Word for word, retype every line of the data.

◆ **Records supplied**
**********
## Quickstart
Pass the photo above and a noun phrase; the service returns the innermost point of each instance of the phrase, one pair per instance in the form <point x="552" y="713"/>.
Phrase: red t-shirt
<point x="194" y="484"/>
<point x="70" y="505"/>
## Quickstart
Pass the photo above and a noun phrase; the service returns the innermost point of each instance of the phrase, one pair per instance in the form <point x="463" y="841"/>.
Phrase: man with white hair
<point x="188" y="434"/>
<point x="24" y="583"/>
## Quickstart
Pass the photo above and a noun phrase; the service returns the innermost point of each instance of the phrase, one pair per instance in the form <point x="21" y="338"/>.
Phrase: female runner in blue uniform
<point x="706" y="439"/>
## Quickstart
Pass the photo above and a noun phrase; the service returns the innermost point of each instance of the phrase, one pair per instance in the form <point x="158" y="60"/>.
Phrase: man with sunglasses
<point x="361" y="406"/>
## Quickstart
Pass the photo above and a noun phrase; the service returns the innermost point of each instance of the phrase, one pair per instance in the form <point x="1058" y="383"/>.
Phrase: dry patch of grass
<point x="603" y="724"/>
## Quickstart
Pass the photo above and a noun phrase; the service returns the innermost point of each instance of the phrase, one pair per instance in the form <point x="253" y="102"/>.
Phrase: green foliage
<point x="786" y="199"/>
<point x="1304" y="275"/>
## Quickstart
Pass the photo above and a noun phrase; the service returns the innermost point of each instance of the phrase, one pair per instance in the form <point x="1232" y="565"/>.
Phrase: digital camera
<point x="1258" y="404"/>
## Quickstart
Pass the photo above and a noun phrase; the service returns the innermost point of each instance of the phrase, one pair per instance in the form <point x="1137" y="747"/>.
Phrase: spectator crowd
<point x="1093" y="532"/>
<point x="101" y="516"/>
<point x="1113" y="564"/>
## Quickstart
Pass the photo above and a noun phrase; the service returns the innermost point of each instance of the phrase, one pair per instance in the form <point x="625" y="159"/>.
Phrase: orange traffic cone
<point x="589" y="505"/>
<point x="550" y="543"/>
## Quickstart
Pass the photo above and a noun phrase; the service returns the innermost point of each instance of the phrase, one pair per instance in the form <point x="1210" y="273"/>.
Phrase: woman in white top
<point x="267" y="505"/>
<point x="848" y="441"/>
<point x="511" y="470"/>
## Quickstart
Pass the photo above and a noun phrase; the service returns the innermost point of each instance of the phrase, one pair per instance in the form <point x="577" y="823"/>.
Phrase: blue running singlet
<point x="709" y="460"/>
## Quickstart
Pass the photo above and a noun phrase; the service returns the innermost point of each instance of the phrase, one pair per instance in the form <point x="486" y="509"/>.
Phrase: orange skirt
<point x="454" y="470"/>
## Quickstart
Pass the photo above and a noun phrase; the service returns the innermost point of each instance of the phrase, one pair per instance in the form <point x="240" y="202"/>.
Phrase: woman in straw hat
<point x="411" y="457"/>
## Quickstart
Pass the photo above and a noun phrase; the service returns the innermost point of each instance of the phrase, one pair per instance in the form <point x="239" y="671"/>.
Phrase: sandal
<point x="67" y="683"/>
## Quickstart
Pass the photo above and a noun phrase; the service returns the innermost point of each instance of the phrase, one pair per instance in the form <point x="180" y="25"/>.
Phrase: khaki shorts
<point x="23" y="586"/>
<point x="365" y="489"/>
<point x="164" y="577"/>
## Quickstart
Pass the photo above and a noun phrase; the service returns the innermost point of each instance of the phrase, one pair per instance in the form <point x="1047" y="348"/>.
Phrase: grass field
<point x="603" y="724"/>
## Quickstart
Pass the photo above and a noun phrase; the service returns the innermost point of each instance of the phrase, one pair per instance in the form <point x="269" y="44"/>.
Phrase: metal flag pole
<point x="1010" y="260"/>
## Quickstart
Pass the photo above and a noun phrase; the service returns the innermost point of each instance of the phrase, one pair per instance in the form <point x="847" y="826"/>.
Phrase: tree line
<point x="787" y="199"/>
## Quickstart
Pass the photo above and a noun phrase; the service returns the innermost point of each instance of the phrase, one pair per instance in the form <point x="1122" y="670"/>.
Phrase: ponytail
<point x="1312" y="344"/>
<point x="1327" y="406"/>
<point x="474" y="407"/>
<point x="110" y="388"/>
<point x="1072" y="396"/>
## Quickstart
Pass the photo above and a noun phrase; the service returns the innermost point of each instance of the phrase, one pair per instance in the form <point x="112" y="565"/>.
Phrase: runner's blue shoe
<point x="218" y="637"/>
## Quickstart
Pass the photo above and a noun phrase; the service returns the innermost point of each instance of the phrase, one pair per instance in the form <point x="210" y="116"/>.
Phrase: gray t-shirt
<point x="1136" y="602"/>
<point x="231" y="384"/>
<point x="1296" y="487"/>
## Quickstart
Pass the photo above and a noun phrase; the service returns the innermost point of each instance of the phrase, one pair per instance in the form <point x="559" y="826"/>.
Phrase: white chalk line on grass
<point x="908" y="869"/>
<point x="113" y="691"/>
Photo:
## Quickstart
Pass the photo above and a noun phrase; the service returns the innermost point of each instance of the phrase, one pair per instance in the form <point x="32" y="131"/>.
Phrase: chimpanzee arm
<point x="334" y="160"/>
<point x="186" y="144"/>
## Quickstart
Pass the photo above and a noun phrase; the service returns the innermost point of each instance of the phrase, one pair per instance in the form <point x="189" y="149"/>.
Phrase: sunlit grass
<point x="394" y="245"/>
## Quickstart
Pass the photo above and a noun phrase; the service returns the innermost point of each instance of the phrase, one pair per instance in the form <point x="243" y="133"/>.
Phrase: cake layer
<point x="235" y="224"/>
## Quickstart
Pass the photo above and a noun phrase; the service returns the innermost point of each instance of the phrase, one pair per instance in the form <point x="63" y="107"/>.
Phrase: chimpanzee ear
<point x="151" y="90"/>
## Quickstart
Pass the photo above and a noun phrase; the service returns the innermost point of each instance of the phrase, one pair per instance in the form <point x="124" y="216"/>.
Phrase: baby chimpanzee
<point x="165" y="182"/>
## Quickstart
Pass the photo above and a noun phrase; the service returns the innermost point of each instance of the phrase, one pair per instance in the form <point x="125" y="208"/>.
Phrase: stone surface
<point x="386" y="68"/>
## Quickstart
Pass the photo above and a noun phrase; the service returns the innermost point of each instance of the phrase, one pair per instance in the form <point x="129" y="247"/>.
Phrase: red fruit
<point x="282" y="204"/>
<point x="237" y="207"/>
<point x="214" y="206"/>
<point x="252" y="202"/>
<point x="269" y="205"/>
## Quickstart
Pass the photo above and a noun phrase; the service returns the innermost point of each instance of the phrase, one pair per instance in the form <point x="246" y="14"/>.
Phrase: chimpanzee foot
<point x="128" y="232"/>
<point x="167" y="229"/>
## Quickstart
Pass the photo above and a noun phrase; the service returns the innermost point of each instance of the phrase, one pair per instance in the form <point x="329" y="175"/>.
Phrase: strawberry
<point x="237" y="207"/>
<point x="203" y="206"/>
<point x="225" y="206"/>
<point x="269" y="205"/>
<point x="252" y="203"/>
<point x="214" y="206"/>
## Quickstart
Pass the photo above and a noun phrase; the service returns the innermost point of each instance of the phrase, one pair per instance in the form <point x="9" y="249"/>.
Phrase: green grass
**********
◆ **Solution to this problem**
## Quickstart
Pass the photo above and a noun phrase; the service returns the innermost point of each instance of the phrase, one pair per instance in the form <point x="552" y="713"/>.
Phrase: red t-shirt
<point x="194" y="484"/>
<point x="70" y="505"/>
## Quickstart
Pass the photo above and a noun phrase; the service returns the innermost point of each instance of the phrase, one pair per instance in the form <point x="463" y="841"/>.
Phrase: man with white hair
<point x="188" y="434"/>
<point x="24" y="583"/>
## Quickstart
Pass the photo above and a noun phrase; the service returns the innermost point of each instance of the phrase, one pair per instance in the form <point x="21" y="338"/>.
Phrase: female runner in blue uniform
<point x="706" y="439"/>
## Quickstart
Pass the photo above and a noun phrase; the service returns the innermost point of each instance of the phrase, one pair per instance in the form <point x="158" y="60"/>.
Phrase: man with sunglasses
<point x="361" y="406"/>
## Quickstart
Pass the photo above and a noun phrase; the service returns the innermost point of each instance of the phrase, one pair per instance in the form <point x="1058" y="383"/>.
Phrase: dry patch of grass
<point x="603" y="724"/>
## Quickstart
Pass the photo above and a noun phrase; the service returns the innermost point of each instance of the phrase, one pair per instance in the form <point x="253" y="102"/>.
Phrase: green foliage
<point x="786" y="199"/>
<point x="1304" y="275"/>
## Quickstart
Pass the photo above and a noun phrase; the service returns the innermost point of each instance of the phrase, one pair per instance in the form <point x="1232" y="565"/>.
Phrase: digital camera
<point x="1258" y="404"/>
## Quickstart
Pass the photo above and a noun phrase; the service returns the innermost point of each instance of the phrase, one pair per instance in the form <point x="1137" y="747"/>.
Phrase: spectator crowd
<point x="1093" y="532"/>
<point x="101" y="516"/>
<point x="1113" y="564"/>
## Quickstart
Pass the photo above and a noun phrase; the service returns the innermost point of each instance of the phrase, one pair per instance in the form <point x="625" y="159"/>.
Phrase: orange traffic cone
<point x="589" y="505"/>
<point x="550" y="543"/>
## Quickstart
Pass the photo above and a noun phrase; the service returns the innermost point of each instance of the phrase, one pair per instance in the form <point x="1210" y="273"/>.
Phrase: woman in white top
<point x="267" y="505"/>
<point x="848" y="441"/>
<point x="511" y="470"/>
## Quickstart
Pass the photo above and a noun phrase; the service returns the innermost point of each instance of the phrase, one pair per instance in the form <point x="577" y="823"/>.
Phrase: blue running singlet
<point x="709" y="460"/>
## Quickstart
Pass the photo above and a noun phrase; the service returns the innermost point of each instance of the phrase, one pair per instance in the form <point x="486" y="509"/>.
Phrase: orange skirt
<point x="454" y="470"/>
## Quickstart
Pass the photo above and a noun phrase; the service returns the innermost point of each instance of the phrase, one pair per instance in the form <point x="240" y="202"/>.
Phrase: woman in straw hat
<point x="411" y="457"/>
## Quickstart
Pass the photo above and a noun phrase; the service returns the innermost point of each instance of the phrase, one pair per instance in the form <point x="239" y="671"/>.
Phrase: sandal
<point x="67" y="683"/>
## Quickstart
Pass the photo above and a noun phrase; the service returns the innermost point of each instance of the phrase, one pair per instance in the form <point x="180" y="25"/>.
Phrase: khaki shorts
<point x="23" y="586"/>
<point x="365" y="489"/>
<point x="164" y="577"/>
## Quickstart
Pass the photo above and a noun phrase; the service returns the innermost point of each instance of the phrase, one pair per instance in the form <point x="1047" y="348"/>.
Phrase: grass field
<point x="603" y="724"/>
## Quickstart
Pass the photo above and a noun phrase; the service returns the innermost point of each instance of the phrase, one pair per instance in the form <point x="269" y="44"/>.
Phrase: metal flag pole
<point x="1010" y="260"/>
## Quickstart
Pass the photo above and a noun phrase; the service returns the innermost point of each instance of the phrase, one pair per instance in the form <point x="847" y="826"/>.
Phrase: tree line
<point x="787" y="199"/>
## Quickstart
Pass the photo above and a noun phrase; the service returns the innermost point of each instance of the phrase, one pair per instance in the form <point x="1122" y="670"/>.
Phrase: ponytail
<point x="1312" y="344"/>
<point x="1327" y="406"/>
<point x="474" y="407"/>
<point x="110" y="388"/>
<point x="1072" y="396"/>
## Quickstart
Pass the photo above and a noun phrase; the service returns the innermost point of each instance of the phrase, one pair per instance in the form <point x="112" y="565"/>.
Phrase: runner's blue shoe
<point x="218" y="637"/>
## Quickstart
Pass the photo above and a noun phrase; the service returns the innermost point of each instance of the phrase, one pair per instance in the form <point x="210" y="116"/>.
Phrase: gray t-shirt
<point x="1136" y="602"/>
<point x="231" y="384"/>
<point x="1296" y="487"/>
## Quickstart
Pass the photo above and a noun phrase; the service returns the innermost point of each instance of the phrase, one pair per instance in the form <point x="559" y="826"/>.
Phrase: white chalk line on grass
<point x="908" y="869"/>
<point x="113" y="691"/>
Photo:
## Quickstart
Pass the photo above and a noun phrase; the service returns the innermost point of each instance of the phrase, one pair per instance in the form <point x="32" y="131"/>.
Phrase: chimpanzee arm
<point x="334" y="160"/>
<point x="186" y="144"/>
## Quickstart
Pass the photo above and a noun phrase; the service returns the innermost point of each instance of the phrase, one pair per instance in the form <point x="189" y="149"/>.
Phrase: sunlit grass
<point x="394" y="245"/>
## Quickstart
Pass the photo above and a noun phrase; the service returns the innermost point of each instance of the phrase, one pair per instance in the form <point x="243" y="133"/>.
Phrase: cake layer
<point x="235" y="224"/>
## Quickstart
Pass the photo above and a noun phrase; the service returns the innermost point of each instance of the phrase, one pair per instance in the form <point x="63" y="107"/>.
Phrase: chimpanzee ear
<point x="151" y="90"/>
## Quickstart
Pass the photo above and a noun phrase; the service returns the innermost point of each instance of the phrase, one pair per instance in the form <point x="124" y="216"/>.
Phrase: baby chimpanzee
<point x="165" y="182"/>
## Quickstart
Pass the photo above and a noun phrase; the service returns the innermost point of each instance of the phrase, one pair per instance in the form <point x="125" y="208"/>.
Phrase: stone surface
<point x="386" y="68"/>
## Quickstart
Pass the photo above and a noun phrase; the service returns the innermost point of each instance of the phrase, one pair per instance in the form <point x="129" y="247"/>.
Phrase: red fruit
<point x="282" y="204"/>
<point x="237" y="207"/>
<point x="214" y="206"/>
<point x="252" y="202"/>
<point x="269" y="205"/>
## Quickstart
Pass the photo above and a noun phrase; the service returns the innermost point of each instance of the phrase, one pair per instance in the form <point x="246" y="14"/>.
Phrase: chimpanzee foot
<point x="128" y="232"/>
<point x="167" y="229"/>
## Quickstart
Pass the photo above and a noun phrase; the service returns the innermost point of each instance of the phrase, one pair per instance in the form <point x="329" y="175"/>.
Phrase: strawberry
<point x="237" y="207"/>
<point x="203" y="206"/>
<point x="225" y="206"/>
<point x="269" y="205"/>
<point x="252" y="203"/>
<point x="214" y="206"/>
## Quickstart
Pass the photo above and a noun phrase; the service returns the innermost point of each instance of the phrase, one pair per instance in the form <point x="9" y="249"/>.
Phrase: green grass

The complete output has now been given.